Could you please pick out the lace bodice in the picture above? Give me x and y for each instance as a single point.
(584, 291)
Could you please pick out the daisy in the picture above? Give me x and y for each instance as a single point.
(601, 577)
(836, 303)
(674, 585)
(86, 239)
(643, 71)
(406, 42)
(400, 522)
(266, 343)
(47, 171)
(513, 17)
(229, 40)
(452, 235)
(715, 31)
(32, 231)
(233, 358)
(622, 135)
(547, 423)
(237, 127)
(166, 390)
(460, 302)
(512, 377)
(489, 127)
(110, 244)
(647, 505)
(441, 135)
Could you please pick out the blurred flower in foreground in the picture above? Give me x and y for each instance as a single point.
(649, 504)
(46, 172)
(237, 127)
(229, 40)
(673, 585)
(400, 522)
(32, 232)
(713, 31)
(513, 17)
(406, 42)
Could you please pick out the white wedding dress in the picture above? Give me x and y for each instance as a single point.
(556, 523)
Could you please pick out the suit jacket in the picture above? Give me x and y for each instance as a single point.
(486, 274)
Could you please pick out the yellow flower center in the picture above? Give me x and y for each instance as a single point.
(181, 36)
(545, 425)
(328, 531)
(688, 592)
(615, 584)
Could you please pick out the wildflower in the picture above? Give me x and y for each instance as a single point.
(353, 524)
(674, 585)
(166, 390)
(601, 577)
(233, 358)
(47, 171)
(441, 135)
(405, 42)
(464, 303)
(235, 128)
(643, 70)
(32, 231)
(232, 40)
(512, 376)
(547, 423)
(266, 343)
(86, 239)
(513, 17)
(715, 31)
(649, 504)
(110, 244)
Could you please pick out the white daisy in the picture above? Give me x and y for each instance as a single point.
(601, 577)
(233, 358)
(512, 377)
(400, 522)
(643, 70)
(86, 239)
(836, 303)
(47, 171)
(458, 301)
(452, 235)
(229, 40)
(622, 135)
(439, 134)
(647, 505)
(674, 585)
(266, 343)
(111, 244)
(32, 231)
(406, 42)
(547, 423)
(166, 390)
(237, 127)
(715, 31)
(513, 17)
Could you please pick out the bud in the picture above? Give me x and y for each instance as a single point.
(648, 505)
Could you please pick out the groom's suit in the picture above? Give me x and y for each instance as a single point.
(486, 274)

────────

_TO BE DONE_:
Rewrite all of the records above with "pick out" changed to "locate" everywhere it occurs, leaving everything else as it is.

_ANSWER TO THIS PROBLEM_:
Could you please locate the lace bodice in the picture above? Give me x and y for each instance as a single point.
(584, 291)
Could you please locate the daisy in the picture above? Give me x and y for each instance as a single point.
(601, 577)
(836, 303)
(674, 585)
(86, 239)
(643, 71)
(406, 42)
(400, 522)
(266, 343)
(47, 171)
(513, 17)
(229, 40)
(452, 235)
(715, 31)
(32, 231)
(233, 358)
(622, 135)
(547, 423)
(237, 127)
(166, 390)
(460, 302)
(512, 377)
(489, 127)
(110, 244)
(647, 505)
(441, 135)
Could you please locate the blurred flower in foreground in the picture above? Give me x and y for each instance as a single point.
(649, 504)
(46, 172)
(237, 127)
(229, 40)
(673, 585)
(400, 522)
(32, 232)
(713, 31)
(513, 17)
(406, 42)
Could you please locate the white wedding dress in the picture above? Give me x and y for each instance as a single point.
(556, 523)
Could you please locate the suit jacket in the picture above? Give me x and y for each instance as a single point.
(486, 274)
Could you please locate the yellow flower center in the picture above? Give me x and y for each instance as a single point.
(181, 36)
(545, 425)
(328, 531)
(688, 592)
(615, 584)
Could you please locate the wildflower in the picture above? Give me x and y for each instance as a single point.
(353, 524)
(674, 585)
(166, 390)
(601, 577)
(233, 358)
(47, 171)
(441, 135)
(405, 42)
(464, 303)
(235, 128)
(643, 70)
(32, 231)
(232, 40)
(512, 376)
(547, 423)
(266, 343)
(86, 239)
(513, 17)
(715, 31)
(649, 504)
(110, 244)
Could you please locate the white daisy in the picture above? Give me x and y for each instance as a single point.
(601, 577)
(233, 358)
(512, 377)
(400, 522)
(643, 70)
(86, 239)
(836, 303)
(47, 171)
(458, 301)
(452, 235)
(229, 40)
(622, 135)
(439, 134)
(647, 505)
(674, 585)
(266, 343)
(111, 244)
(32, 231)
(406, 42)
(547, 423)
(166, 390)
(237, 127)
(715, 31)
(513, 17)
Could you please locate the bud in the picture above? Give me x and y for each instance as a single point.
(648, 505)
Could you please locate the groom's suit in the picture above? Give me x and y for each instance as a single point.
(486, 274)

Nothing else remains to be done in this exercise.